The test focuses on whether the role has survived the restructure as opposed to a consideration of whether or not there is still a need for the specific duties to be performed. Therefore, an employee’s role may still be genuinely redundant even if there are some parts of their duties that are being performed by other employees. If a redundancy is not genuine, employees may make an unfair dismissal claim with the Fair Work Commission (FWC).

The recent FWC decision in ASU v Auscript Australasia Pty Ltd serves as a timely reminder of the importance of consulting with impacted employees before reaching a decision to terminate employment. Auscript made a portion of its workforce redundant in two tranches this year: the first following closures of offices in Adelaide, Sydney and Hobart and the second due to the adverse impacts COVID-19 had on its business. While Auscript did meet with the impacted employees in the second tranche, it was found that it failed to genuinely consult and give due consideration to other options such as redeployment. This was in breach of its enterprise agreement.

Consultation requires meeting with each employee considered for a redundancy to explain the possibility that their role may cease to exist, albeit that no final decision has yet been made. Employers must give employees an opportunity to provide feedback and input as to options to preserve their employment as well as involve unions where required by an award, industrial instrument or the law. They must also give due consideration to such feedback.


While JobKeeper has given businesses in the worst affected industries a critical lifeline, it’s not a silver bullet or a permanent solution. Boeing is one organisation that has been particularly hard-hit.

The pandemic has all but wiped out demand for the production of new aircraft in the foreseeable future. While the business confirmed redundancies would be made among factory workers in April, Boeing has since qualified for, and is claiming, JobKeeper. Nevertheless, the company anticipates the redundancy process will resume and continue until late this year. This means workers remain employed, are tagged for redundancies, but have little useful work to do in the meantime.

Conceivably, this situation could mean employees have no incentive to resign from employment while receiving JobKeeper and with pending expectations of redundancy pay.

========================================================================

_Actions to take_.
1. Please list the cities where, according to the passage on redundancy, Auscript closed offices.
2. Write what comes next in the passage on redundancy, picking up after its final sentence.

========================================================================

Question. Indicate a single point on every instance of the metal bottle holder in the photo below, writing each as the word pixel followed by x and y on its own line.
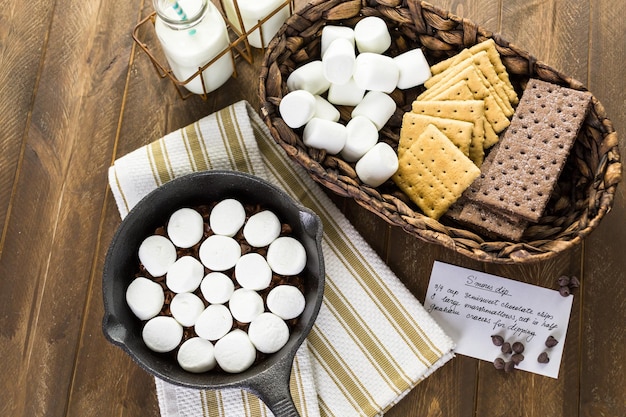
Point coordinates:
pixel 239 46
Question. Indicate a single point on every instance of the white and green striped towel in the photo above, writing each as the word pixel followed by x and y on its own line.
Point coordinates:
pixel 372 341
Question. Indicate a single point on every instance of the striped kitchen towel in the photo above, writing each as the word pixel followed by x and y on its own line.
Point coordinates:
pixel 372 341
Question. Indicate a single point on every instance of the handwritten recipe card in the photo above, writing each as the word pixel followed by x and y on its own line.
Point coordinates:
pixel 472 306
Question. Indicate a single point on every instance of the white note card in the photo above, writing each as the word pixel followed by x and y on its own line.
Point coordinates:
pixel 472 306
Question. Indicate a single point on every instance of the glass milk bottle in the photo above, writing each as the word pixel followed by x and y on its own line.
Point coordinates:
pixel 192 33
pixel 251 12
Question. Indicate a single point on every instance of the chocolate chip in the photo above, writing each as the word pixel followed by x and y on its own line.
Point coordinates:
pixel 497 340
pixel 543 358
pixel 563 280
pixel 551 341
pixel 517 358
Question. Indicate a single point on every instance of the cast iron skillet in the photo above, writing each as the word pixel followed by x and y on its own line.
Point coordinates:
pixel 268 379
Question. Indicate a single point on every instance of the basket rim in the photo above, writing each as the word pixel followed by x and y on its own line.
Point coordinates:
pixel 416 223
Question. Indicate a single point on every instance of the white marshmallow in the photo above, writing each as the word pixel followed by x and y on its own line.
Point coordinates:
pixel 217 288
pixel 377 165
pixel 286 256
pixel 348 94
pixel 196 355
pixel 414 69
pixel 162 334
pixel 245 305
pixel 372 35
pixel 309 77
pixel 157 254
pixel 214 322
pixel 145 298
pixel 235 352
pixel 227 217
pixel 286 301
pixel 185 227
pixel 362 135
pixel 330 33
pixel 325 134
pixel 325 110
pixel 219 253
pixel 376 72
pixel 184 275
pixel 186 307
pixel 262 228
pixel 376 106
pixel 297 108
pixel 253 272
pixel 268 333
pixel 339 61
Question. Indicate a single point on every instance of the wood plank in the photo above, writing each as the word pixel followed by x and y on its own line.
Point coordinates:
pixel 603 335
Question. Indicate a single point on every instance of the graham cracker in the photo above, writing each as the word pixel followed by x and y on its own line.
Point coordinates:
pixel 534 149
pixel 458 131
pixel 433 172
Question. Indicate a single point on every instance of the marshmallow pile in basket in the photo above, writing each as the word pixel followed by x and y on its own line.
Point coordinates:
pixel 353 71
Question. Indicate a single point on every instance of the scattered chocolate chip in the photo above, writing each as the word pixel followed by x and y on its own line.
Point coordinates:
pixel 543 358
pixel 497 340
pixel 563 280
pixel 518 347
pixel 517 358
pixel 551 341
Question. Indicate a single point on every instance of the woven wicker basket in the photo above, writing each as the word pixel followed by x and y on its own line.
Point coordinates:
pixel 586 187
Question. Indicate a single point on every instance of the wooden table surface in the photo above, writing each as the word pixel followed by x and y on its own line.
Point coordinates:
pixel 76 93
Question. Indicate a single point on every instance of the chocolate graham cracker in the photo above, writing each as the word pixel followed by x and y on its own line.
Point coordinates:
pixel 534 149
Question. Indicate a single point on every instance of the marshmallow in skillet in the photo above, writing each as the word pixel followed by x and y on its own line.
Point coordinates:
pixel 348 94
pixel 414 69
pixel 297 108
pixel 286 301
pixel 235 352
pixel 253 272
pixel 245 305
pixel 325 134
pixel 309 77
pixel 162 334
pixel 376 72
pixel 219 253
pixel 372 35
pixel 376 106
pixel 286 256
pixel 145 298
pixel 331 33
pixel 377 165
pixel 362 134
pixel 214 322
pixel 262 228
pixel 186 307
pixel 184 275
pixel 227 217
pixel 325 110
pixel 157 254
pixel 196 355
pixel 217 288
pixel 185 227
pixel 268 333
pixel 339 61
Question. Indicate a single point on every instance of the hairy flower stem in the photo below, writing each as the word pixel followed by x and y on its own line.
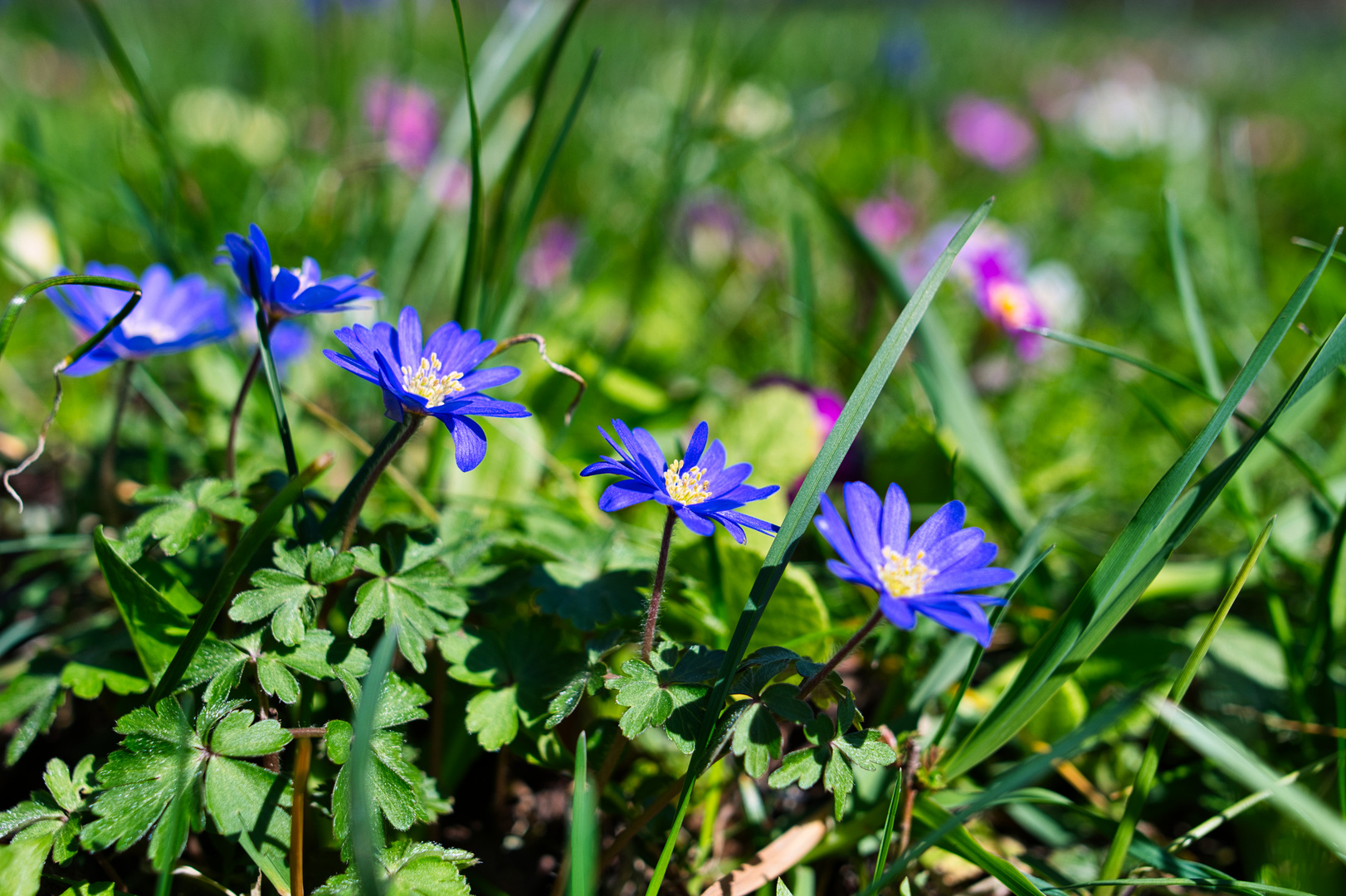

========================================================================

_Response list_.
1. Adelaide, Sydney, Hobart

2.
The temporary amendments in Part 6-4C of the Act allow employers to make JobKeeper enabling directions and stand down staff on reduced or nil hours where they are unable to be usefully employed. In early September, legislation was passed to extend these amending provisions to align with the extension of JobKeeper payments until 28 March 2021.

The amendments assist employers who do not qualify for JobKeeper payments under the amended scheme, but are still suffering a downturn in business due to the adverse economic effects of COVID-19. Employers will need to carefully examine whether they can issue JobKeeper-enabling directions under the extended provisions, particularly in light of the toughener penalty regime, and consider alternate measures to reduce labour costs where they do not meet eligibility requirements.

It’s crucial organisations start casting projections and planning ahead for when JobKeeper subsidies are reduced for a second time on 4 January 2021 and then when they cease entirely in March next year.

Many organisations are revisiting their structures and redundancy processes and considering broader workplace planning strategies in preparation.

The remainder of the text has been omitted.